** Available data follows **
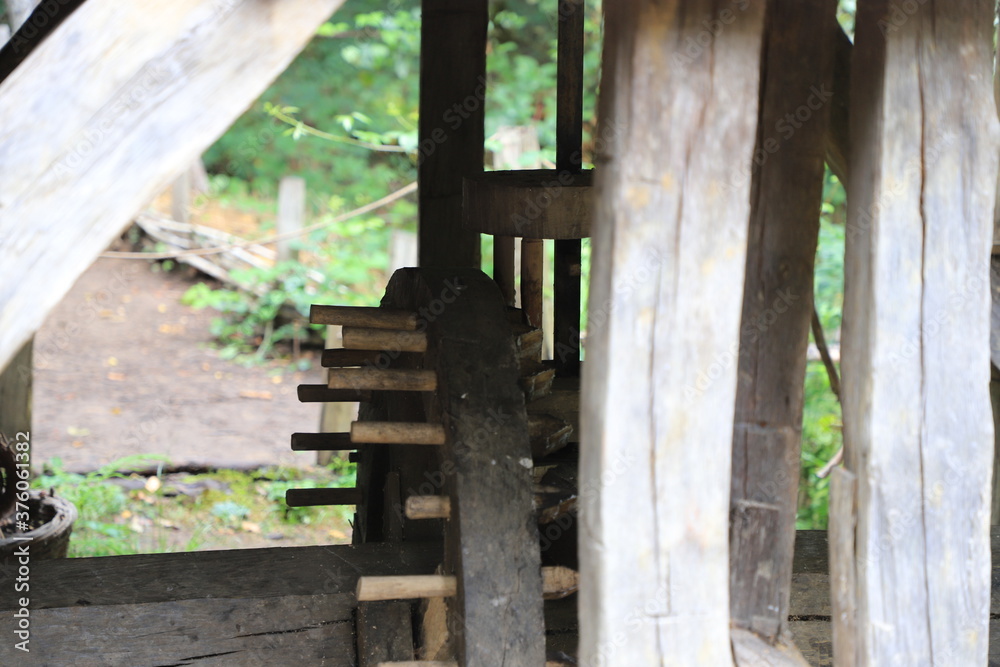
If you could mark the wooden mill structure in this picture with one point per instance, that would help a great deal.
(636, 509)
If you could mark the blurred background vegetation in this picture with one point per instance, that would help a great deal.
(344, 118)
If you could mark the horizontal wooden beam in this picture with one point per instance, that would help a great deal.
(322, 497)
(536, 204)
(390, 340)
(322, 442)
(320, 393)
(376, 379)
(398, 433)
(360, 316)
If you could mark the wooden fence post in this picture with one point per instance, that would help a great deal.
(918, 430)
(777, 308)
(670, 230)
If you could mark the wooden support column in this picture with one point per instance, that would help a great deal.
(452, 99)
(777, 307)
(918, 430)
(678, 109)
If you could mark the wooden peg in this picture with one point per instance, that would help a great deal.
(343, 358)
(401, 433)
(317, 497)
(559, 582)
(322, 442)
(360, 316)
(406, 587)
(320, 393)
(381, 380)
(428, 507)
(357, 338)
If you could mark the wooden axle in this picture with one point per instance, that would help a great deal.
(360, 316)
(392, 340)
(557, 582)
(382, 380)
(428, 507)
(319, 393)
(342, 358)
(399, 433)
(317, 497)
(322, 442)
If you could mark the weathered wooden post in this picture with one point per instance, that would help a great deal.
(678, 115)
(777, 306)
(918, 430)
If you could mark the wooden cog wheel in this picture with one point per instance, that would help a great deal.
(465, 443)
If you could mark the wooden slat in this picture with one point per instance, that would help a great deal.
(401, 433)
(450, 132)
(361, 316)
(320, 393)
(120, 90)
(669, 245)
(787, 191)
(322, 442)
(530, 203)
(376, 379)
(391, 341)
(915, 361)
(320, 497)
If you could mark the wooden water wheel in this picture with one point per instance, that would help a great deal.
(448, 452)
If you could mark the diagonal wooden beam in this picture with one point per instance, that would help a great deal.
(918, 430)
(678, 112)
(106, 111)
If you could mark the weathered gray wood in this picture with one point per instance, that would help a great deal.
(451, 135)
(15, 393)
(787, 191)
(537, 204)
(291, 214)
(916, 412)
(660, 381)
(121, 98)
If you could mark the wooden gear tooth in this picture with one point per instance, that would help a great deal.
(390, 340)
(374, 379)
(362, 316)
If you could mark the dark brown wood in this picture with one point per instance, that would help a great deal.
(504, 271)
(320, 393)
(261, 607)
(787, 190)
(917, 422)
(385, 633)
(322, 442)
(451, 135)
(530, 203)
(532, 258)
(361, 316)
(342, 358)
(489, 480)
(318, 497)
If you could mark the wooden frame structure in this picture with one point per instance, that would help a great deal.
(717, 118)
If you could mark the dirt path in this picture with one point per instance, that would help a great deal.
(121, 367)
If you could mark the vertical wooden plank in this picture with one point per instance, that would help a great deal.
(918, 431)
(291, 214)
(503, 267)
(569, 157)
(452, 98)
(786, 193)
(679, 117)
(843, 573)
(532, 256)
(16, 392)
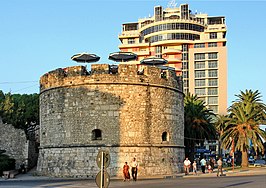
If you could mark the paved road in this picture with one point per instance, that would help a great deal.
(258, 181)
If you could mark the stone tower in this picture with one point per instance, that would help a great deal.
(130, 110)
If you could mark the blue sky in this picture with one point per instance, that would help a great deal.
(38, 36)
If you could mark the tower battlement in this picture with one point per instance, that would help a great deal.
(129, 110)
(104, 73)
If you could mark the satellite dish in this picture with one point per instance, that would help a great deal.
(153, 61)
(122, 56)
(85, 58)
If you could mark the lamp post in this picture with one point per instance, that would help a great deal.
(233, 152)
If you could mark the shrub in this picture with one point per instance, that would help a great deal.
(6, 163)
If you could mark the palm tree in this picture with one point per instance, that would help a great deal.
(198, 123)
(246, 114)
(220, 124)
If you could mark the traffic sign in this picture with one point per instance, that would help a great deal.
(105, 180)
(106, 158)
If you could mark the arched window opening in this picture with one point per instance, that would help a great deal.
(165, 137)
(96, 134)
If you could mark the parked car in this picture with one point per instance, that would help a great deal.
(259, 162)
(251, 161)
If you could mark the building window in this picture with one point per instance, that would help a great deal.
(184, 47)
(212, 64)
(213, 35)
(96, 134)
(199, 64)
(158, 51)
(200, 74)
(199, 45)
(213, 82)
(202, 99)
(185, 74)
(214, 109)
(200, 91)
(165, 137)
(212, 44)
(185, 82)
(199, 56)
(213, 73)
(185, 65)
(212, 100)
(131, 41)
(213, 55)
(212, 91)
(199, 83)
(184, 56)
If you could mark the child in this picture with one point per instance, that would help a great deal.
(194, 168)
(209, 168)
(126, 172)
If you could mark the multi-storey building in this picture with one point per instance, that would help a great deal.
(192, 43)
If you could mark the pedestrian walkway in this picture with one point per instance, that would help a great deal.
(236, 172)
(70, 182)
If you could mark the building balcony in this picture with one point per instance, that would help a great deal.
(141, 53)
(173, 60)
(171, 51)
(129, 34)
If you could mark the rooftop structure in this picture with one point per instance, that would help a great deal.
(192, 43)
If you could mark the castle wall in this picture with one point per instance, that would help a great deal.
(17, 146)
(132, 111)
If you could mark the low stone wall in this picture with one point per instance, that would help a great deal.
(17, 146)
(81, 161)
(13, 141)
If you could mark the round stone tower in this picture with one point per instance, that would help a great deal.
(129, 110)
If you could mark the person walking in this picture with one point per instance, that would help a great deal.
(203, 165)
(126, 172)
(220, 166)
(194, 165)
(134, 169)
(187, 166)
(212, 164)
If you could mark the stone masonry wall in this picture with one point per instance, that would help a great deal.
(132, 111)
(14, 142)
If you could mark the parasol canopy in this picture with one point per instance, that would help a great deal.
(153, 61)
(122, 56)
(85, 58)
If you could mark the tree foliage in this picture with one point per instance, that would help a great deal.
(198, 123)
(245, 116)
(19, 110)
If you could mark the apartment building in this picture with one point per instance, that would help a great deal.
(192, 43)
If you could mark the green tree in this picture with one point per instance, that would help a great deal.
(220, 125)
(19, 110)
(7, 108)
(246, 114)
(198, 123)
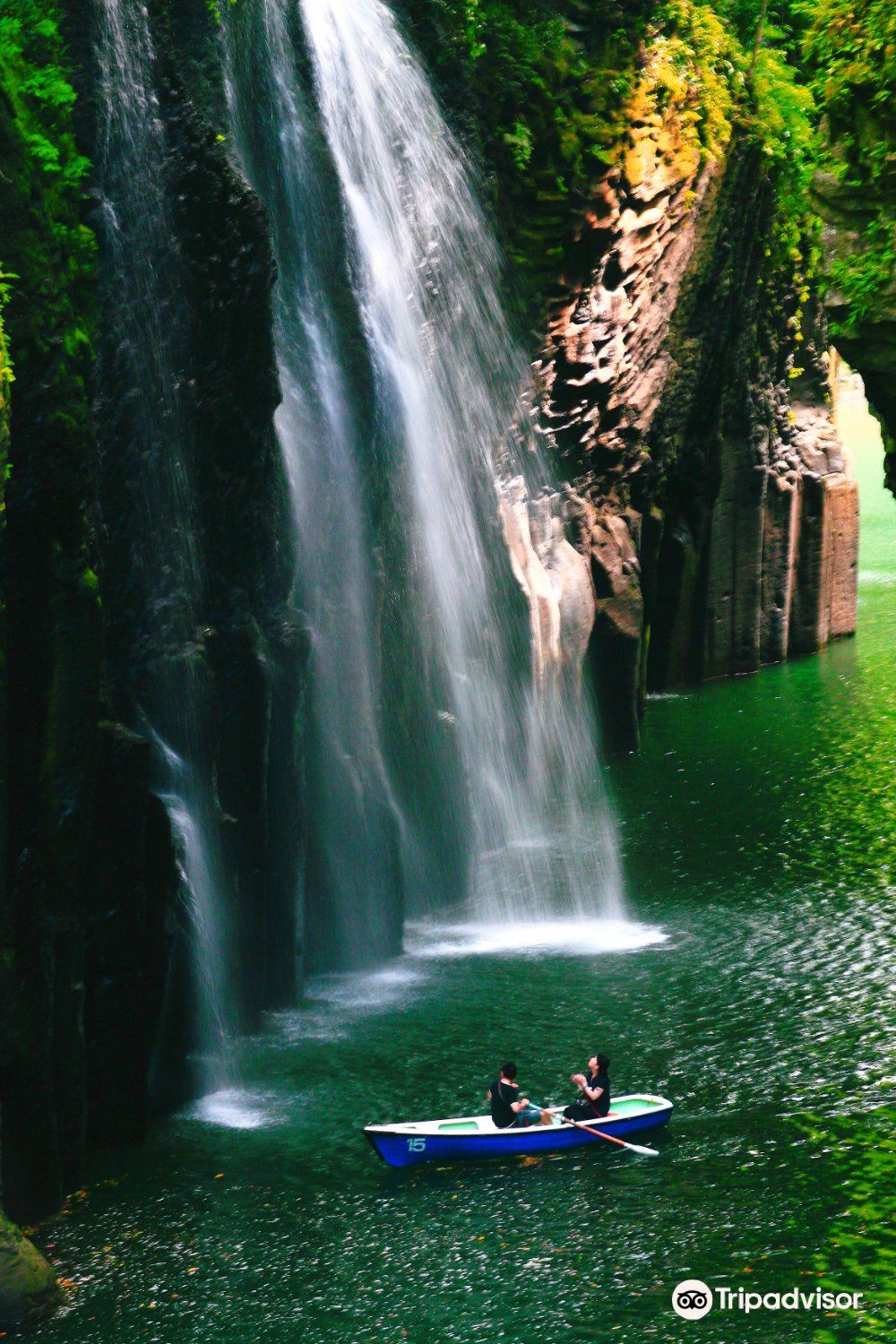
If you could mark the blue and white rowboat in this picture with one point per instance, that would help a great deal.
(466, 1137)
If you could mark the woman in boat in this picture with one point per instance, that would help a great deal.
(511, 1110)
(594, 1091)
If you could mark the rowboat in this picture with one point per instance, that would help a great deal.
(466, 1137)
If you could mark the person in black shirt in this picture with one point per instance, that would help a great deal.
(594, 1091)
(511, 1110)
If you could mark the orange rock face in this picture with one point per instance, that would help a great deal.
(716, 513)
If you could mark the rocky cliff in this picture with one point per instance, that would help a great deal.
(707, 483)
(96, 978)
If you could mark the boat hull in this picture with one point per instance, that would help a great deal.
(400, 1147)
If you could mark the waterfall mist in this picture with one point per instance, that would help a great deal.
(450, 752)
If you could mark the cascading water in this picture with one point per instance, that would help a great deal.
(145, 473)
(440, 382)
(354, 894)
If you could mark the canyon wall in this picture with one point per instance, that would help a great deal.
(97, 984)
(688, 402)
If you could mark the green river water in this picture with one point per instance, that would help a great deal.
(758, 835)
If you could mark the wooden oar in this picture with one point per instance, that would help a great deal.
(611, 1139)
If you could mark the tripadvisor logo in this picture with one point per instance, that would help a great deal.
(692, 1298)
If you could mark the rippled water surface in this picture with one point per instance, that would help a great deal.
(751, 986)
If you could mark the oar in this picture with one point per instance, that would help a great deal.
(611, 1139)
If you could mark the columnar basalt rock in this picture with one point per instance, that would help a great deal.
(716, 513)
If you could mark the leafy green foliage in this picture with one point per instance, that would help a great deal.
(47, 312)
(850, 53)
(543, 91)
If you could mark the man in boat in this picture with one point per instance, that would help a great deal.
(509, 1110)
(594, 1091)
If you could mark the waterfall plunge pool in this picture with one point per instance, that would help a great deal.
(756, 827)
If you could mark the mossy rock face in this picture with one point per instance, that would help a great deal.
(29, 1288)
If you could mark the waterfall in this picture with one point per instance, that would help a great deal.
(145, 489)
(397, 362)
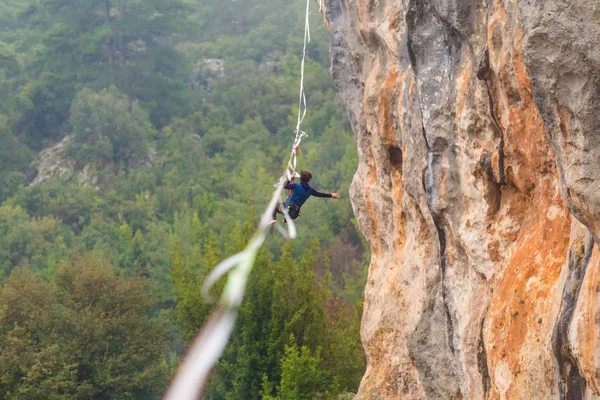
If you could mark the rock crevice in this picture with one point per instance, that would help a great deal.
(478, 179)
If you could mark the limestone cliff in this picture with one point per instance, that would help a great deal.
(478, 189)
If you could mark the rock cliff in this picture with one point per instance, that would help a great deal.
(478, 189)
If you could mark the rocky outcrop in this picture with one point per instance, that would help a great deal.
(55, 162)
(478, 189)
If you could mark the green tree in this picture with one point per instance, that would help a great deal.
(301, 377)
(108, 126)
(87, 334)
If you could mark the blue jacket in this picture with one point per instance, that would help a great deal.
(301, 192)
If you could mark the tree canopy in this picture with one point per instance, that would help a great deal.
(138, 141)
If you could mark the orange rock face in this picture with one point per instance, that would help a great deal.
(478, 189)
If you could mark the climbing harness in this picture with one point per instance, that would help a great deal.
(212, 339)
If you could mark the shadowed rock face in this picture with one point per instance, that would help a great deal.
(478, 189)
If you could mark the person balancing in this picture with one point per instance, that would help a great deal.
(300, 193)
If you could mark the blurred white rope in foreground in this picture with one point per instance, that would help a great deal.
(212, 339)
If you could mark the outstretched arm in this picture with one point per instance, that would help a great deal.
(316, 193)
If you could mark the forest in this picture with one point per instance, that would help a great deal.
(139, 144)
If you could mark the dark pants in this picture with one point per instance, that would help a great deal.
(293, 210)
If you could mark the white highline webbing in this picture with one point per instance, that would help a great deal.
(212, 339)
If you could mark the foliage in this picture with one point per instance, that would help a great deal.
(108, 127)
(86, 334)
(183, 149)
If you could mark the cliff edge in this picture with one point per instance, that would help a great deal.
(478, 189)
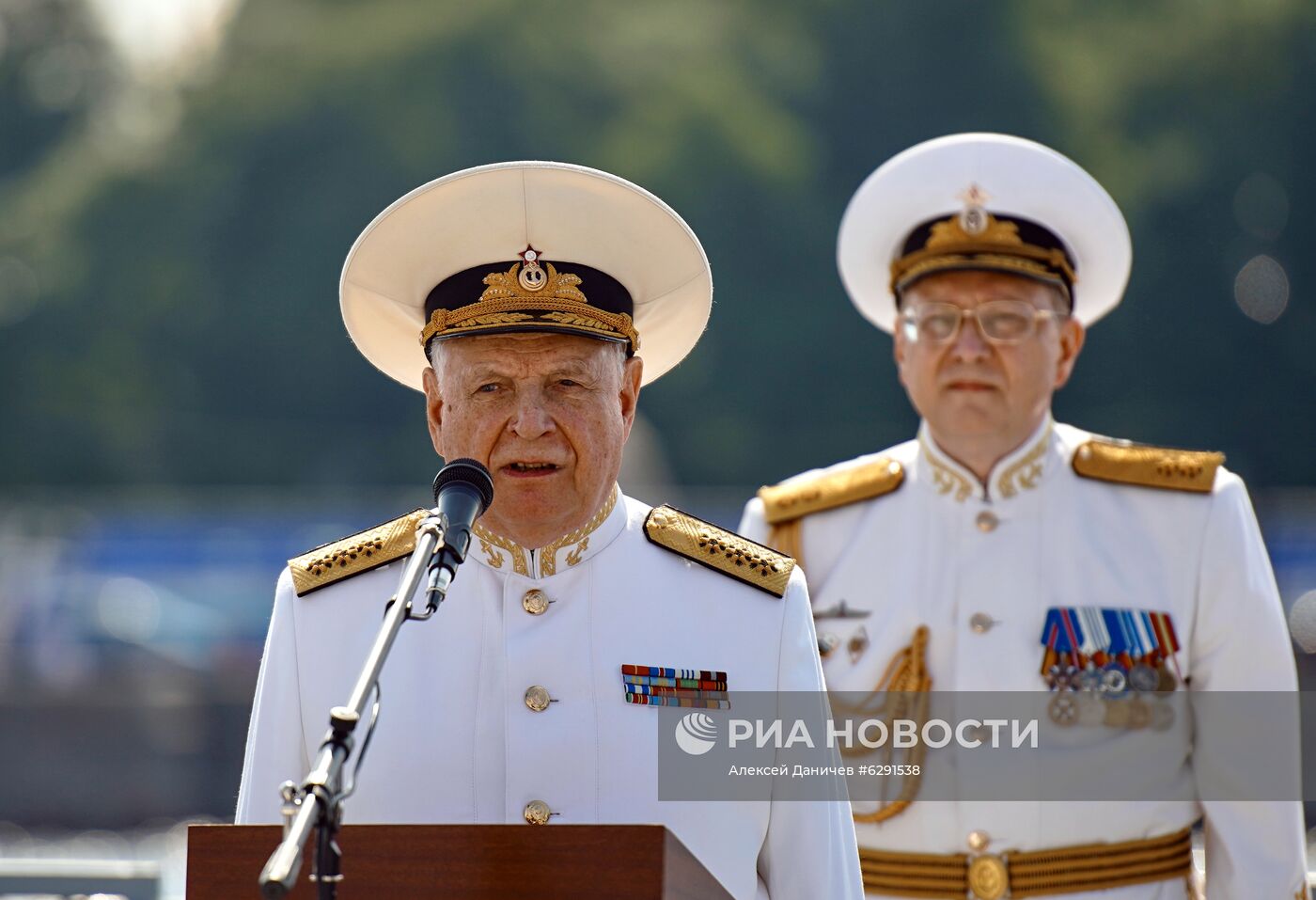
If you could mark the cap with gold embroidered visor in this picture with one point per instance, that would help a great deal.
(983, 201)
(525, 246)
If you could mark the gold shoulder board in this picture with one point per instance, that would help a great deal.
(354, 554)
(716, 547)
(783, 503)
(1124, 462)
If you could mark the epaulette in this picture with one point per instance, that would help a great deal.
(783, 503)
(1144, 465)
(719, 549)
(354, 554)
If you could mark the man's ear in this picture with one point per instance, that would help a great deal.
(898, 353)
(1072, 343)
(632, 374)
(433, 409)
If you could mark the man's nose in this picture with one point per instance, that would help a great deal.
(530, 418)
(970, 343)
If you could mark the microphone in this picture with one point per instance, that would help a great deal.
(463, 490)
(1302, 622)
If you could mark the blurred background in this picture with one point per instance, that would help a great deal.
(180, 179)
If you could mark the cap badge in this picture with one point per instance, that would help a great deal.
(974, 217)
(532, 276)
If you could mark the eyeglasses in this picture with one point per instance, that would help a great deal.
(999, 322)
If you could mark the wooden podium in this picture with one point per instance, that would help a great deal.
(463, 862)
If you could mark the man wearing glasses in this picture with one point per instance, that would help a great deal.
(1003, 551)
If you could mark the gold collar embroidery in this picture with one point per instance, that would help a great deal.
(1026, 471)
(548, 556)
(944, 478)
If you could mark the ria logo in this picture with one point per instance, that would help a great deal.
(697, 734)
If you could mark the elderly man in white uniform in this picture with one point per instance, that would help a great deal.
(530, 302)
(1003, 551)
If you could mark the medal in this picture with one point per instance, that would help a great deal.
(1144, 678)
(1165, 679)
(1089, 709)
(1089, 679)
(1115, 682)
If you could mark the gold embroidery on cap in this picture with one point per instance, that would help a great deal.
(506, 300)
(996, 245)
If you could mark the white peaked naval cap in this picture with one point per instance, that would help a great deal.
(982, 201)
(525, 246)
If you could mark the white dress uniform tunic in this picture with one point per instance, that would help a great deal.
(979, 564)
(510, 703)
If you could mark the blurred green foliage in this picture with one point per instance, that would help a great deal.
(184, 323)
** End of Available data **
- Task requirements
Print the line containing "If you could mark the elderly" and every line after it to the end of the records above, exactly as written, and nothing else.

- Your solution
If you could mark the elderly man in white uniform in this picture with one point per instance, that would help a great deal.
(530, 302)
(1003, 551)
If you could mark the medal in this picture with one point per instance, that would help a great deal.
(1144, 678)
(1165, 679)
(1089, 709)
(1089, 679)
(1115, 682)
If you could mark the gold embroidery on cap in this picture with one point per instance, that would help a great deal.
(506, 300)
(996, 245)
If you could mark the white peaked naval cap in this picture with one point per instance, that would help a great deal.
(982, 201)
(525, 246)
If you could mark the white dress uniform tunic in this picture with one point per instance, that would help a great deal.
(979, 564)
(510, 703)
If you could mark the blurred green foliage in this picture with one point per instance, that would help a great deal.
(184, 323)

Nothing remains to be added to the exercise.